**Reading text**
:::

Opinion
1244 EDA 2020 1287 EDA 2020 J-A10020-21
10-26-2021
NON-PRECEDENTIAL DECISION - SEE SUPERIOR COURT I.O.P. 65.37
Appeal from the Judgment of Sentence Entered March 9, 2020 In the Court of Common Pleas of Montgomery County Criminal Division at No(s): CP-46-CR-0002402-2019
Appeal from the Order Entered June 10, 2020 In the Court of Common Pleas of Montgomery County Criminal Division at No(s): CP-46-CR-0002402-2019
BEFORE: PANELLA, P.J., OLSON, J., and COLINS, J. [*]
MEMORANDUM
OLSON, J.
Appellant, Shawn Malloy, appeals from the judgment of sentence entered on March 9, 2020, as made final by the denial of Appellant's post-sentence motion on June 10, 2020. We affirm.
The trial court ably summarized the underlying facts of this case:
Prior to the incidents that brought Appellant to court, he had a lengthy career as a police officer with the Conshohocken Borough Police Department. In the evening hours of November 21, 2017, a domestic incident occurred between Appellant and his wife in the parking lot of the Allstar Bar in New Hanover Township, Montgomery County. This bar is located across the street from their house. Appellant arrived as a customer at the bar at approximately 4:30 [p.m.] that day. Later that evening, [Appellant's wife] (hereinafter "victim") walked over to the bar, and the two verbally argued in the parking lot near where Appellant's truck was parked. Shortly thereafter, Appellant drove away and the victim walked home. Appellant returned to the bar shortly thereafter. Suspecting Appellant would return to the bar, the victim also returned and saw Appellant's truck parked in the parking lot. She gained entry into Appellant's truck by using the code on the door to the vehicle. Appellant was outside the bar on the deck and noticed lights on in his car. He found the victim in his car and a brief scuffle ensued. The victim sustained minor injuries. She then went home.
The victim did not go to the police immediately that night. She claimed she was afraid to report this incident because her husband, Appellant, was a police officer. Appellant had often conveyed to her that "things could happen if [she] were to report to the police." Despite her fears, the victim went to the New Hanover Township Police Department the next day and encountered Detective Michael Coyle. She was still afraid to say anything or make any statement at that time due to the fact that Appellant was a police officer. She testified, "I didn't know what would happen if I said anything, from them not believing me to, I don't know, losing jobs, everything. I was very scared." She took Detective Coyle's card and went home.

:::

**Listing**
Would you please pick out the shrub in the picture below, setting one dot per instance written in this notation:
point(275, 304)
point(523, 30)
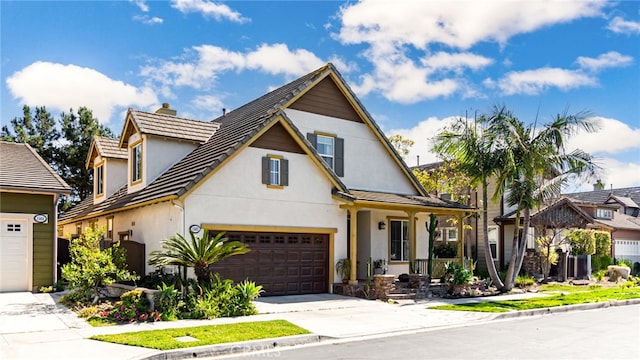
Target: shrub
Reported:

:::

**Exercise goal**
List every distinct calendar date that appears in the court opinion above.

**Answer to the problem**
- 10-26-2021
- March 9, 2020
- June 10, 2020
- November 21, 2017